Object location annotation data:
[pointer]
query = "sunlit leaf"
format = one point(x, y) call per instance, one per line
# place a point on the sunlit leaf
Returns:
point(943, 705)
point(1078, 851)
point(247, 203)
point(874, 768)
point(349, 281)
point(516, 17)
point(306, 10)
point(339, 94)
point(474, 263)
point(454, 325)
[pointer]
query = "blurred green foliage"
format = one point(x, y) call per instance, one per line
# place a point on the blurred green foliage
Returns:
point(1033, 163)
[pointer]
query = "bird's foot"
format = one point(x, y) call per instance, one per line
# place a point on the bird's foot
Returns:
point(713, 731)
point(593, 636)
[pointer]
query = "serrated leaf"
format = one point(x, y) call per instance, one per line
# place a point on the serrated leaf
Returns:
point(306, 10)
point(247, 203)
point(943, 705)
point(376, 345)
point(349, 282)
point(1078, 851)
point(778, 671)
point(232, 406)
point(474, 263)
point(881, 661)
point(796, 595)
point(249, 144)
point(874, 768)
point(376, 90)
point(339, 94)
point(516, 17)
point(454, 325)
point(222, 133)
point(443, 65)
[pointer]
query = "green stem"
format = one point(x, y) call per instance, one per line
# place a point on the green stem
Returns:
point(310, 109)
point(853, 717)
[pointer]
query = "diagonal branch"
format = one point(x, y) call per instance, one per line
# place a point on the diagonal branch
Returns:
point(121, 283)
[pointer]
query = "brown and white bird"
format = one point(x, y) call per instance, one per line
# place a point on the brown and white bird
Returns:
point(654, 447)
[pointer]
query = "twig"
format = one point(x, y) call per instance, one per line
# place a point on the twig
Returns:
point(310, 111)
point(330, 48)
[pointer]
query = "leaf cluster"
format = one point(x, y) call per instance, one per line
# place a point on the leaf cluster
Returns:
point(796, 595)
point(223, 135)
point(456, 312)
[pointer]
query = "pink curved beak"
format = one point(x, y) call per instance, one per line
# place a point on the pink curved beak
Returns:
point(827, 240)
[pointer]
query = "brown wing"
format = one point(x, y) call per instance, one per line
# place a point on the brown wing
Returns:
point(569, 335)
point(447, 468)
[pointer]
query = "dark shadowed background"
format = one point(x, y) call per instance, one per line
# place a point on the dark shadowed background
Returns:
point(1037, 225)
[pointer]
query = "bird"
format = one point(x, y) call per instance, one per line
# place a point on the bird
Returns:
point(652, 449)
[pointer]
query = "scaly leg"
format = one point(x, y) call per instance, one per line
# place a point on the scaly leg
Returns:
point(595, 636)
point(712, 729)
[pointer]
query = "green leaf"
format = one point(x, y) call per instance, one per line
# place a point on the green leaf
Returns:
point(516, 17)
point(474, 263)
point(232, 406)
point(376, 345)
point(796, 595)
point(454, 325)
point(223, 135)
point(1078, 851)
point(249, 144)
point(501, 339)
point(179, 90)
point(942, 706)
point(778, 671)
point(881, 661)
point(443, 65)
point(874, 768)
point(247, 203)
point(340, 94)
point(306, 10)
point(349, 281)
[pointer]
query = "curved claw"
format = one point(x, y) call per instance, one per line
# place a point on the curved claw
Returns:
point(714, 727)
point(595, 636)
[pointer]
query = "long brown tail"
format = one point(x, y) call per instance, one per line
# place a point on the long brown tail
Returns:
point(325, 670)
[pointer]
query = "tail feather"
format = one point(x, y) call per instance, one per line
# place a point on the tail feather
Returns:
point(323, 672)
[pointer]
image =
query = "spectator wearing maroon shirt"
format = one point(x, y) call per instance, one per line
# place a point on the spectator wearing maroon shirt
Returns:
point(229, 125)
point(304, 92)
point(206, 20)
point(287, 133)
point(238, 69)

REQUEST:
Reproduce every line of the listing above without any changes.

THE COMPLETED TASK:
[pointer]
query = "sunlit leaf"
format = one point(x, y) call per instance, one per line
# place a point on the sunlit leaf
Returns:
point(943, 705)
point(1078, 851)
point(247, 203)
point(874, 768)
point(349, 281)
point(516, 17)
point(306, 10)
point(339, 94)
point(474, 263)
point(454, 325)
[pointer]
query = "blurred green foliage"
format = one point(x, y) call per instance, one per line
# place a point on the blurred green foliage
Returns:
point(1033, 163)
[pointer]
query = "bird's foot"
format = one point(x, y) call per instance, one per line
# place a point on the bird's foot
Returns:
point(713, 731)
point(593, 636)
[pointer]
query = "serrated leaf"
format = one point(x, y) call per instance, one per line
# place a point on the serrated leaf
Returns:
point(306, 10)
point(247, 203)
point(943, 705)
point(376, 345)
point(349, 282)
point(1078, 851)
point(778, 671)
point(232, 406)
point(474, 263)
point(881, 661)
point(796, 595)
point(249, 144)
point(874, 768)
point(376, 90)
point(339, 94)
point(516, 17)
point(454, 325)
point(222, 133)
point(443, 65)
[pointer]
query = "green stem"
format = one point(x, y) call per instance, one per line
# place a point on the green stem
Returns:
point(310, 109)
point(853, 717)
[pointer]
query = "diagonal branch"
format = one point(x, y) call per instance, one per line
# place a point on the diagonal branch
Returns:
point(121, 283)
[pointer]
query = "brown and white bird"
format = one point(x, y) call per instance, one per line
# place a point on the brown and white bird
Returns:
point(654, 447)
[pointer]
query = "twig"
format = one point(x, y) call per instance, one per line
# place a point on the twig
Returns:
point(310, 111)
point(330, 48)
[pointer]
query = "leaf cluster"
format = one point(x, y) call per instance, one per line
# place a point on the leaf cluster
Returns:
point(796, 595)
point(223, 135)
point(456, 312)
[pointer]
query = "pink curved beak"
format = one point(x, y) call per instance, one per line
# place a point on the pink curved beak
Returns:
point(827, 240)
[pointer]
query = "brown wing"
format = one point(x, y) call per instance, one per line
# place a point on the brown wing
Returns:
point(569, 335)
point(447, 468)
[pointer]
query = "dark shadowed background"
format = one point(x, y) call per instance, one per line
# place a point on the dark shadowed background
Returns:
point(1037, 225)
[pointer]
query = "bird"
format = one point(x, y) call per instance, one per line
# place a point on the bird
Returns:
point(652, 449)
[pointer]
query = "scaly leg"
format = one point(x, y) call per instance, one per line
# place a point on the scaly leg
Returns:
point(595, 636)
point(712, 729)
[pointer]
query = "green leaf"
format = one point(x, y) call per instance, one per line
# place a point on the green leaf
Returns:
point(516, 17)
point(474, 263)
point(232, 406)
point(376, 345)
point(796, 595)
point(454, 325)
point(223, 135)
point(1078, 851)
point(249, 144)
point(501, 339)
point(179, 90)
point(942, 706)
point(778, 671)
point(881, 661)
point(443, 65)
point(874, 768)
point(247, 203)
point(340, 94)
point(306, 10)
point(349, 281)
[pointer]
query = "curved claw"
format = one point(x, y) call per instance, one per line
# place a point on the curved claw
Returns:
point(714, 727)
point(595, 636)
[pointer]
query = "long brown tail"
format = one point(x, y) call per instance, one per line
# place a point on the long brown tail
Returns:
point(325, 670)
[pointer]
query = "tail feather"
format = one point(x, y) call per instance, one per line
# place a point on the tail feather
Returns:
point(323, 672)
[pointer]
image =
query = "spectator wearing maroon shirt"
format = one point(x, y) call per instance, one per line
# place a point on the spectator wearing maroon shirt
Returns:
point(229, 125)
point(304, 92)
point(206, 20)
point(287, 133)
point(238, 69)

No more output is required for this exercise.